*Text segment:*
Song by Luisa Rondolotti
- Language: Genoese
- English title: "But if I think about it"
- Published: 1925
- Composer(s): Mario Cappello, Attilio Margutti
- Lyricist(s): Mario Cappello

= Ma se ghe penso =

"Ma se ghe penso" (Note: Sometimes written "Ma se ghe pensu", although this is based on Italian-language sound-to-spelling correspondences.) (/lij/; "But if I think about it") is a song in the Genoese dialect of Ligurian. It has a central role in the folklore of the Italian city of Genoa and is commonly quoted as one of its symbols. The song was written by Mario Cappello, with Attilio Margutti having helped with the music. "Ma se ghe penso" was launched in 1925. Its first performance was by soprano Luisa Rondolotti, in Genoa's Teatro Orfeo.

Its lyrics speak of a Genoese emigrant to Latin America, who is thinking of coming back to his city. Notwithstanding his child's opposition, he finally goes back to Genoa.

*Data provided:*
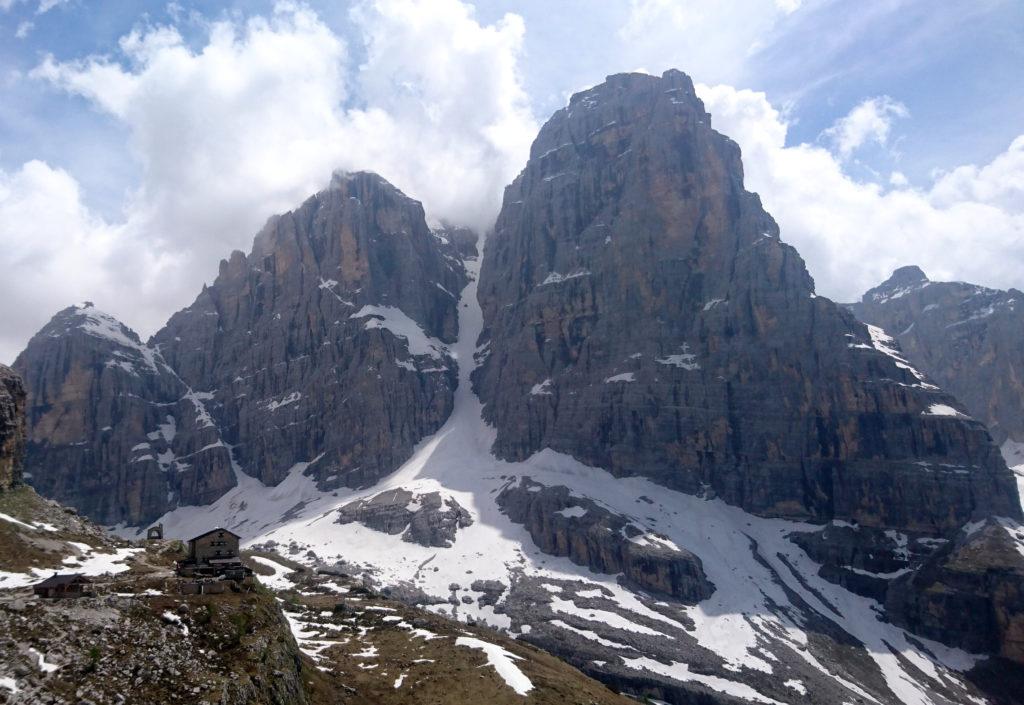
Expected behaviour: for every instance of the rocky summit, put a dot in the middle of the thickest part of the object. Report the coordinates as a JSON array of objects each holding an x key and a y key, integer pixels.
[
  {"x": 642, "y": 315},
  {"x": 325, "y": 350},
  {"x": 968, "y": 338},
  {"x": 622, "y": 428},
  {"x": 113, "y": 430}
]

*Problems:*
(a) According to the text on "Ma se ghe penso," where was the song first performed?
(b) In the text on "Ma se ghe penso," rewrite the passage from "Song by Luisa" to "Genoa's Teatro Orfeo.", changing "soprano" to "singer".

*In response:*
(a) It was first performed in Genoa's Teatro Orfeo.

(b)
Song by Luisa Rondolotti
- Language: Genoese
- English title: "But if I think about it"
- Published: 1925
- Composer(s): Mario Cappello, Attilio Margutti
- Lyricist(s): Mario Cappello

= Ma se ghe penso =

"Ma se ghe penso" (Note: Sometimes written "Ma se ghe pensu", although this is based on Italian-language sound-to-spelling correspondences.) (/lij/; "But if I think about it") is a song in the Genoese dialect of Ligurian. It has a central role in the folklore of the Italian city of Genoa and is commonly quoted as one of its symbols. The song was written by Mario Cappello, with Attilio Margutti having helped with the music. "Ma se ghe penso" was launched in 1925. Its first performance was by singer Luisa Rondolotti, in Genoa's Teatro Orfeo.